PASSAGE PROVIDED ▸
==============================
- Alzheimer's affects 5.2 million Americans and millions more who are caregivers
- Symptoms include memory loss, difficulty in performing everyday tasks
- Max Wallack, 17, co-wrote a children's book and founded nonprofit group
When Max Wallack was 6, his great-grandmother Gertrude Finkelstein -- Great Grams as he called her -- was diagnosed with Alzheimer's disease. His parents were open with him, explaining in easy-to-understand terms that the illness would have a significant impact on her memory.
Wallack and his great-grandmother had always been close, but the debilitating disease took its toll on their relationship. She had cared for him when he was young; now he was one of her primary caregivers.
Wallack spent a large part his childhood watching over Great Grams, who was in and out of nursing homes until she moved in with his family. Despite his age, Wallack often held the responsibility of taking care of his great-grandmother alone when his parents could not.
He called it "bubby-sitting."
Alzheimer's affects 5.2 million Americans and millions more who are caregivers devoting their lives to helping affected loved ones. Caring for someone with Alzheimer's is no simple task. Symptoms include memory loss, difficulty in performing everyday tasks and not recognizing close family members.
"There were some hard times," says Wallack, now 17. He recalls a vacation to Hawaii when Great Grams grew fearful of the family, even though they were only looking out for her.
==============================
INFORMATION PROVIDED ▸

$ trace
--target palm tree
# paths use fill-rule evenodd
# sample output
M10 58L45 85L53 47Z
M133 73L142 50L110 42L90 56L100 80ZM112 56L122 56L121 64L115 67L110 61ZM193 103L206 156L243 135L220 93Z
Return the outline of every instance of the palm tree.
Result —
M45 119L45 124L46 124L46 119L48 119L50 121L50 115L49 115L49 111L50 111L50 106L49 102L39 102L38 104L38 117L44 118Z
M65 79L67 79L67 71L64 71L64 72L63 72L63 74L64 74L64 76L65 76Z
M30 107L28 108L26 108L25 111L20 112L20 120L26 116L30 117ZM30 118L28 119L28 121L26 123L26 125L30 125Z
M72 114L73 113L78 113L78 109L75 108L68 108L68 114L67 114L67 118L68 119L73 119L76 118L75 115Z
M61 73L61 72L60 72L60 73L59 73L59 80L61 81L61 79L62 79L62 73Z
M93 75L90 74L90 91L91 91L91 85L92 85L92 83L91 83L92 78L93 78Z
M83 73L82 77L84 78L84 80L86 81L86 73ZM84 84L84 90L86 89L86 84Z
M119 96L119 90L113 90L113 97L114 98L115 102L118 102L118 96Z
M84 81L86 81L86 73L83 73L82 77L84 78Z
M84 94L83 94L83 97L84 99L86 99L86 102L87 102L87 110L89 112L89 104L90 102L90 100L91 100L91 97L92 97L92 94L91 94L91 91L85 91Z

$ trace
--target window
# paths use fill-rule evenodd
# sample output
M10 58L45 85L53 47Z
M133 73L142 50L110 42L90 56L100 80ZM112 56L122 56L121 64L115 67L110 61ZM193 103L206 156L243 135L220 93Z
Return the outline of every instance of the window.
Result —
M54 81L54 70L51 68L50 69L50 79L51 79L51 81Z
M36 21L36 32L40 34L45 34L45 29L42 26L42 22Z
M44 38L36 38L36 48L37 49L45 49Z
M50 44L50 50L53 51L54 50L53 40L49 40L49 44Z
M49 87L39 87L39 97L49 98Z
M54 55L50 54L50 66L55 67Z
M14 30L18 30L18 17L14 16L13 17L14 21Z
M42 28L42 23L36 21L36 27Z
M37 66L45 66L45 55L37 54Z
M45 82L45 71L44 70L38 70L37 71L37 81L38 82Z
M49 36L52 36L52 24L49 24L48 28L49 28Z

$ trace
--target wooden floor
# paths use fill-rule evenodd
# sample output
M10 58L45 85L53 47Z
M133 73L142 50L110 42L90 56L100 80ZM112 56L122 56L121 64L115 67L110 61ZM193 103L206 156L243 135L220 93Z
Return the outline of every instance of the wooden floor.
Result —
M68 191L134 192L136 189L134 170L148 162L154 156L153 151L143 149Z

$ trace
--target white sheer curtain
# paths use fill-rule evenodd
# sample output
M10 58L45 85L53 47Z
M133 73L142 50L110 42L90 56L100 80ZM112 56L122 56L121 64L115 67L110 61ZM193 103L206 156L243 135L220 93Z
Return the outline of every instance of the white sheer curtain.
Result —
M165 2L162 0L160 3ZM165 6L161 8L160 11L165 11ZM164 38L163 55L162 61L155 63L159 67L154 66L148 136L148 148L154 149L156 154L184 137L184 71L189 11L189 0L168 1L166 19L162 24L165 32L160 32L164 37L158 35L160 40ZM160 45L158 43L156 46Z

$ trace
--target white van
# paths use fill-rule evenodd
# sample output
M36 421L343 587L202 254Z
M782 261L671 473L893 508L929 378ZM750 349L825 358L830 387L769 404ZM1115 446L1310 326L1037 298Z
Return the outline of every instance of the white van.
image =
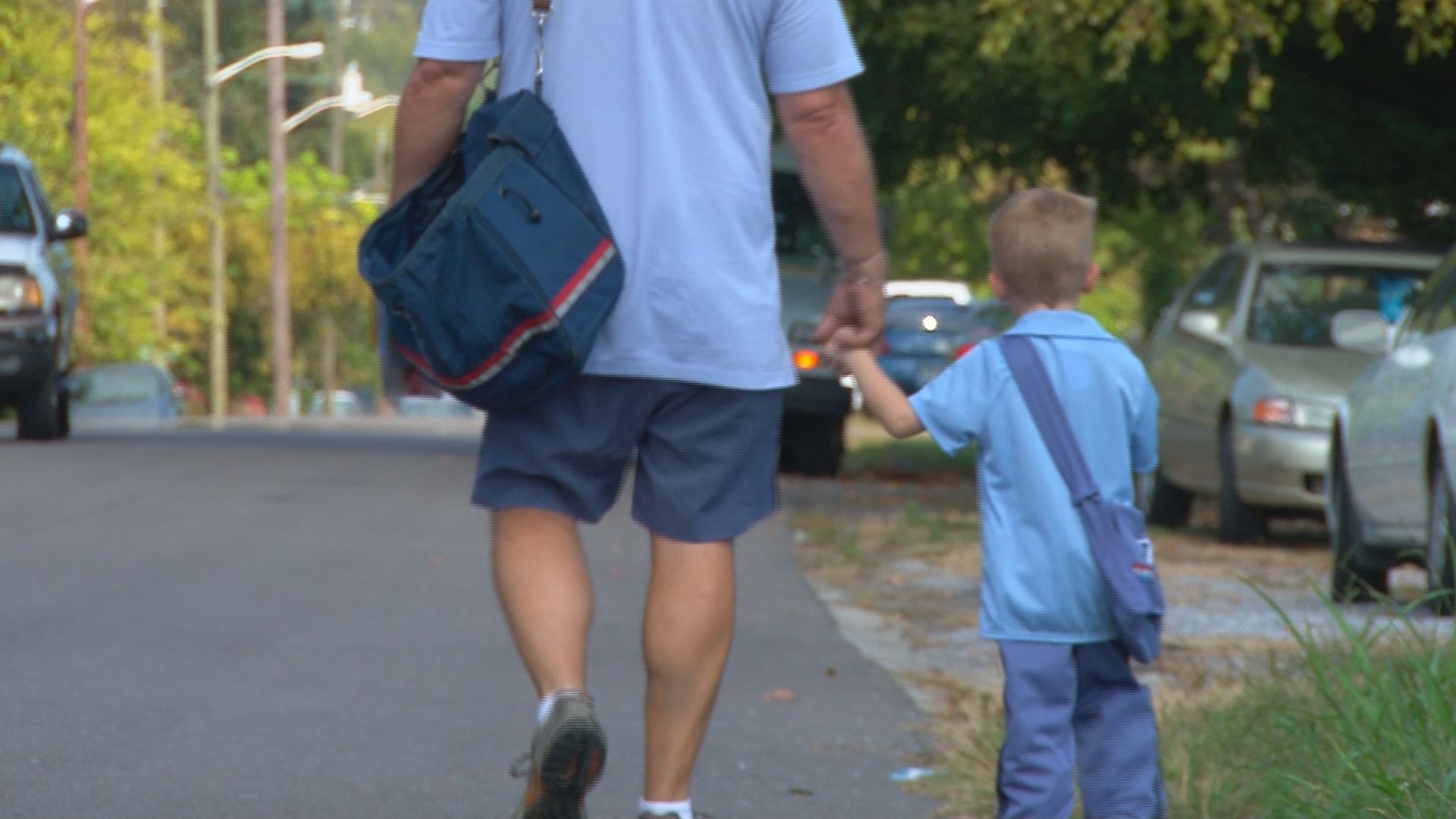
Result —
M76 293L63 242L86 235L74 210L51 213L31 160L0 143L0 405L13 405L22 439L70 433Z
M938 278L887 281L885 297L949 299L962 307L976 300L976 296L971 293L971 287L964 281L943 281Z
==============================
WORK INSTRUCTIONS ▸
A) Print the part of the article about Max Wallack from "Wallack spent a" up to and including "close family members.".
B) Answer these questions using the article about Max Wallack:
(i) How old was Max Wallack when his great-grandmother was diagnosed with Alzheimer's disease?
(ii) What did he call taking care of her?
(iii) How many Americans does Alzheimer's affect?
C) Does the article about Max Wallack agree with each statement? Answer yes or no and quote the words that decide it.
(i) Max Wallack's parents kept the diagnosis from him.
(ii) Great Grams eventually moved in with Max Wallack's family.
(iii) The family vacation he recalls was to Hawaii.
Rely only on the article about Max Wallack, and nothing else.

TASK SOLUTIONS ▸
A)
Wallack spent a large part his childhood watching over Great Grams, who was in and out of nursing homes until she moved in with his family. Despite his age, Wallack often held the responsibility of taking care of his great-grandmother alone when his parents could not.
He called it "bubby-sitting."
Alzheimer's affects 5.2 million Americans and millions more who are caregivers devoting their lives to helping affected loved ones. Caring for someone with Alzheimer's is no simple task. Symptoms include memory loss, difficulty in performing everyday tasks and not recognizing close family members.

B)
(i) He was 6.
(ii) He called it "bubby-sitting."
(iii) It affects 5.2 million Americans.

C)
(i) No: "His parents were open with him"
(ii) Yes: "until she moved in with his family"
(iii) Yes: "He recalls a vacation to Hawaii"